***** Exercise data

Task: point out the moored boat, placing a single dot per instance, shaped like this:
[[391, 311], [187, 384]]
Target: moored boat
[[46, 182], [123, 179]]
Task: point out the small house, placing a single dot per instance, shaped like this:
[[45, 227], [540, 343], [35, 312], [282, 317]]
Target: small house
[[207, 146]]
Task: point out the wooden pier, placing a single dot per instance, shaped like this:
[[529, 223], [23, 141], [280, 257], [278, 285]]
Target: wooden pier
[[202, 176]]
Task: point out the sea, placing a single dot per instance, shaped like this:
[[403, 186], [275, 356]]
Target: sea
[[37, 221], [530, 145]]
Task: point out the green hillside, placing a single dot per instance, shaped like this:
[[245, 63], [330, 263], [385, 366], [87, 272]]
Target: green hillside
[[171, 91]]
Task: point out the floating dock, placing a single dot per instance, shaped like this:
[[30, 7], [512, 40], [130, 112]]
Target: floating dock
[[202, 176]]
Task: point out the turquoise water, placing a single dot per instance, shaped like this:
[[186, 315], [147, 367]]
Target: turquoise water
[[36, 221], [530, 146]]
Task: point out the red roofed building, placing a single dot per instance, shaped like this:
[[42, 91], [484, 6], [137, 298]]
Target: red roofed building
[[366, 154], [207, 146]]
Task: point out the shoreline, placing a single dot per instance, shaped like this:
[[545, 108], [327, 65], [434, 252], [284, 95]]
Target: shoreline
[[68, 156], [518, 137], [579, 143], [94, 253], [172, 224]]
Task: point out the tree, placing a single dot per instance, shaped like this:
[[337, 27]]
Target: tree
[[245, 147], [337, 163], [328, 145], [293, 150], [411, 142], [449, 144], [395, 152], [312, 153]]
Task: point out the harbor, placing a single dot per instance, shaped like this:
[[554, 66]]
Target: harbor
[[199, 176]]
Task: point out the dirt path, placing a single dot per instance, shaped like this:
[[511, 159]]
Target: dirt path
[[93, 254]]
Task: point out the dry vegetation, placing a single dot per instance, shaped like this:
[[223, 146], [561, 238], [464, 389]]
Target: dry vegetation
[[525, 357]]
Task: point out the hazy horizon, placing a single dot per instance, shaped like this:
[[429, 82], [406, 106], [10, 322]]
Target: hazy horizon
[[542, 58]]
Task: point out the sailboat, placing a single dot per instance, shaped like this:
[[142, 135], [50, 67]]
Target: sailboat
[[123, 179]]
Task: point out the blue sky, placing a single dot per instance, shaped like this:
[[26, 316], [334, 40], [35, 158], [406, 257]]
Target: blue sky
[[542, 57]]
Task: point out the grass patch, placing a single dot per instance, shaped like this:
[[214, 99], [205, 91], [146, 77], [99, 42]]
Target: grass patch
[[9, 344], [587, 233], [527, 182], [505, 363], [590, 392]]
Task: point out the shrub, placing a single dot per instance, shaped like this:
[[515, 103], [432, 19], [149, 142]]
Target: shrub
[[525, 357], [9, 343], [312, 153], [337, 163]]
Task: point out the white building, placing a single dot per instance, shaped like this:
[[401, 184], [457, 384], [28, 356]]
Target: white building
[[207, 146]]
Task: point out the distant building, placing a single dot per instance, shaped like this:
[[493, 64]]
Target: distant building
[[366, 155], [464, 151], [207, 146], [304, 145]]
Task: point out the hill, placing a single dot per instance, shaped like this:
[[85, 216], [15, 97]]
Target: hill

**********

Copy every one of the records above word for word, with no changes.

Task: point out the moored boat, placing a single dot per instance, shaped like this:
[[391, 311], [187, 384]]
Target: moored boat
[[46, 182], [123, 179]]
Task: point out the small house, placing a single dot per instance, shaped like this:
[[45, 227], [540, 343], [35, 312], [282, 317]]
Target: small house
[[207, 146]]
Task: point out the wooden pier, placing a single dot per instance, shaped like this:
[[529, 223], [23, 141], [280, 257], [278, 285]]
Target: wooden pier
[[202, 176]]
Task: point out the sea, placing a single dot per instance, shaped like this:
[[403, 186], [275, 356]]
Target: sea
[[37, 221], [530, 145]]
Task: point out the green hillside, placing a single dot per instance, shaped like this:
[[245, 63], [330, 263], [385, 366], [87, 272]]
Target: green hillside
[[171, 91]]
Task: point out the floating dock, placing a single dot per instance, shaped like this:
[[30, 7], [512, 40], [130, 112]]
Target: floating dock
[[202, 176]]
Task: point out the turquoise water, placing a single dot per instance, shaped like this:
[[186, 315], [147, 367]]
Target: turquoise water
[[36, 221], [530, 146]]
Task: point out the red roofed building, placing a single dot per instance, shaped like this:
[[42, 91], [484, 6], [137, 298]]
Target: red roofed building
[[366, 154], [207, 146]]
Task: point out the shoreline, placing a single dot per instance, shaped like this:
[[545, 108], [327, 65], [434, 252], [284, 95]]
Target: shoreline
[[68, 156], [518, 137], [579, 143], [94, 253], [172, 224]]
Task: point out the tree, placing a single dot per instance, shaped like this:
[[337, 27]]
Target: tree
[[245, 147], [337, 163], [328, 145], [293, 150], [411, 142], [449, 144], [395, 152], [312, 153]]
Task: point out the harbor, placing a single dot per instance, shaped like this:
[[554, 66]]
Target: harbor
[[199, 176]]
Task: point out the dirt path, placing a single dot per instance, shaped like this:
[[511, 159]]
Target: dirt path
[[93, 254]]
Task: point out the dry vegetation, placing a single dot per instance, shaped like this:
[[223, 146], [561, 238], [464, 389]]
Target: dry vegetation
[[525, 357]]
Task: point out the hazy horizon, placing a single dot per instance, shaped like this:
[[429, 82], [406, 106], [10, 322]]
Target: hazy horizon
[[542, 58]]
Task: point out the sailboat, placing a single dot per instance, shaped like this:
[[142, 135], [50, 67]]
Target: sailboat
[[123, 179]]
Task: point out the blue sky, placing a single dot per instance, shaped like this:
[[26, 316], [334, 40], [35, 158], [406, 257]]
Target: blue sky
[[542, 57]]
Task: point out the grass patch, placing a single dot per instance, shaped like this:
[[214, 99], [205, 91], [146, 77], [99, 42]]
Target: grass patch
[[9, 344], [587, 233], [527, 182], [505, 363], [590, 392]]
Task: point out the shrub, placing a single dot per instance, shaped like this:
[[515, 103], [432, 19], [149, 142]]
Target: shrub
[[525, 357], [9, 343], [312, 153], [337, 163]]
Task: point out the white building, placing a single dot per instance, shaped like this:
[[401, 184], [457, 384], [28, 356]]
Target: white building
[[207, 146]]
Task: point out the distant building, placing a single dot per instance, shaped like this:
[[493, 64]]
Target: distant building
[[366, 155], [464, 151], [207, 146], [304, 145]]
Task: point out the hill, placing a single dot per instance, shaped like this:
[[85, 216], [15, 97]]
Target: hill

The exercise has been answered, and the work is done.